Extracted material
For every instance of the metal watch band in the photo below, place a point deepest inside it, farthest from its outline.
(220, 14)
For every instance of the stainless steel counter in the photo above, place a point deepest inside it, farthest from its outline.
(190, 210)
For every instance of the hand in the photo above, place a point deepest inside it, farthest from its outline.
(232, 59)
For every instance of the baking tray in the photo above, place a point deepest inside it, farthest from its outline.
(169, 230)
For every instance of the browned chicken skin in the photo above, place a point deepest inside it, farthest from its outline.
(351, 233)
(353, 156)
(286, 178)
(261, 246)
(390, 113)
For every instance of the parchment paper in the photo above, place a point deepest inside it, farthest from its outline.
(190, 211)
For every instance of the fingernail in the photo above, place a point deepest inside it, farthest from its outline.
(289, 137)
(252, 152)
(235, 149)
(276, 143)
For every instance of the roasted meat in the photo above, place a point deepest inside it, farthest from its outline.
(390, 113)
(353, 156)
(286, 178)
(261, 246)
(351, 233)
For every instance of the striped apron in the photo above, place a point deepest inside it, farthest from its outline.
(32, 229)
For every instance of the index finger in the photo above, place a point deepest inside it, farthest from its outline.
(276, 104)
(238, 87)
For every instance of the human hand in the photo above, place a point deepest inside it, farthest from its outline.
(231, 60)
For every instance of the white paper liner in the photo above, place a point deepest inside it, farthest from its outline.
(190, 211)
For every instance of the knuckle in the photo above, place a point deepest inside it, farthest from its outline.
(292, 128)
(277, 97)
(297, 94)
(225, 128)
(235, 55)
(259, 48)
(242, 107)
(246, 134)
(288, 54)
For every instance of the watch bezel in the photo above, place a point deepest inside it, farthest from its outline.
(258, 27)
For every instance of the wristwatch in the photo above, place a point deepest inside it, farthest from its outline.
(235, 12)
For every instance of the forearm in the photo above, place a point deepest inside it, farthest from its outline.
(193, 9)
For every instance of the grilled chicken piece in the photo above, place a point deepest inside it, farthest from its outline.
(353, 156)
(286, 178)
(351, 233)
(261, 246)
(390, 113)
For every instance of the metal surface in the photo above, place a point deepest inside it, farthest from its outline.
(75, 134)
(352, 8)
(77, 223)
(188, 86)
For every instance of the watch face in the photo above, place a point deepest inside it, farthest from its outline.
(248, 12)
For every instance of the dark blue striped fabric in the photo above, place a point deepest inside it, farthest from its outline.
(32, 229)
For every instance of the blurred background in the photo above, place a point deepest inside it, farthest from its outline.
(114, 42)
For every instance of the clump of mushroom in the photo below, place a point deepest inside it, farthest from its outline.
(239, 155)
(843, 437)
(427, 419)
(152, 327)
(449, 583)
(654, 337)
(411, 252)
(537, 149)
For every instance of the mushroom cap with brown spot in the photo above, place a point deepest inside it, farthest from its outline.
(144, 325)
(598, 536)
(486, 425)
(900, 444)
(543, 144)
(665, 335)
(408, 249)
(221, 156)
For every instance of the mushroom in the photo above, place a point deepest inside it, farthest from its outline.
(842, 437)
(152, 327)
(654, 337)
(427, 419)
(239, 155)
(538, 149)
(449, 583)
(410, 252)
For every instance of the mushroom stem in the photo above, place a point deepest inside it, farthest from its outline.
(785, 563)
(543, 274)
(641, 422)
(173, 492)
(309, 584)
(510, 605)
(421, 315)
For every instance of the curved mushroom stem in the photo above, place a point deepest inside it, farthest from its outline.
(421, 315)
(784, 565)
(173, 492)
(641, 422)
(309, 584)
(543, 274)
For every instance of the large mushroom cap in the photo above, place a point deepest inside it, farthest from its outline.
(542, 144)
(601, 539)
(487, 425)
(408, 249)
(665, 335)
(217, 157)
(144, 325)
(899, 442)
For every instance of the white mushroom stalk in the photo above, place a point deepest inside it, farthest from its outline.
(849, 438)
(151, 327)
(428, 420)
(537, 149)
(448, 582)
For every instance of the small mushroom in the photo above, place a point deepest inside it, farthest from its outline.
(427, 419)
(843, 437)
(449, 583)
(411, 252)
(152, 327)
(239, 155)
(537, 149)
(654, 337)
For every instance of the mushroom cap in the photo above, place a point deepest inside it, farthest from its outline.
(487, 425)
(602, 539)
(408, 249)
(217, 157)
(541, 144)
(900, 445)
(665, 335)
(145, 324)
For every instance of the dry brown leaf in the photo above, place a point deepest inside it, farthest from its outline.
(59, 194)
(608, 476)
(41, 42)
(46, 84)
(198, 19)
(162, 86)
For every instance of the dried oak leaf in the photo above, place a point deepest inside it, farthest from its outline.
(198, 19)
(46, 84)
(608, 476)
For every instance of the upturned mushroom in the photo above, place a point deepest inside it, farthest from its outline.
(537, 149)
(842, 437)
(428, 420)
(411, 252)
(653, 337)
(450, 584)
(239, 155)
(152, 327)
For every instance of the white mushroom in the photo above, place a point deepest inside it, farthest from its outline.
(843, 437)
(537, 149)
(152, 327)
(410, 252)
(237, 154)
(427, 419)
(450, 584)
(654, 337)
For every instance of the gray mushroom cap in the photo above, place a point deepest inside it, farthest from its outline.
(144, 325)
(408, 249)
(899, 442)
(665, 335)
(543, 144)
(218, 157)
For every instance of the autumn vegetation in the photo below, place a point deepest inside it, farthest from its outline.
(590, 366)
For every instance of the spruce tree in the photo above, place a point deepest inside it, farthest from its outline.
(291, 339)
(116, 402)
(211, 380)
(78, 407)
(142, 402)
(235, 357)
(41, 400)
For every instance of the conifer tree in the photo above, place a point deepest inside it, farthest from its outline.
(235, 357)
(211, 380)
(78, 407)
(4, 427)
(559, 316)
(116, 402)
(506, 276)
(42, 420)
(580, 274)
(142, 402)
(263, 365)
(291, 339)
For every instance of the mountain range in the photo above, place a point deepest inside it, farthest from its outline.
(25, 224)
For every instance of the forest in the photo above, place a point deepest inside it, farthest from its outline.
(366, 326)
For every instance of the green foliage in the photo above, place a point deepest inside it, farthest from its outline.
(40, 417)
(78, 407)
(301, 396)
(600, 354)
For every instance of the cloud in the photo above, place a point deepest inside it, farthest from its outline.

What to work on
From the line containing "For every instance of the conifer" down to the last line, reproduce the records exactly. Include both ends.

Solution for this problem
For every instance of the conifer tree in the photo above, place a point deepest inside it, farthest from its outline.
(235, 357)
(211, 380)
(78, 407)
(4, 427)
(559, 316)
(116, 402)
(506, 276)
(42, 420)
(580, 274)
(142, 402)
(263, 365)
(291, 339)
For every instance of the mountain range in the photo above, place a point deepest inside it, farthest from its outline.
(25, 224)
For every instance of the forest in the photo above, place a point deepest inside it, farthest from its outline.
(366, 326)
For every instance of the green foliage in the photo above, place a point deepest inside it, farthest from its outline.
(40, 417)
(78, 407)
(301, 396)
(600, 354)
For every instance of the cloud in the photo above, place a point deepest inside it, farthest from its outline.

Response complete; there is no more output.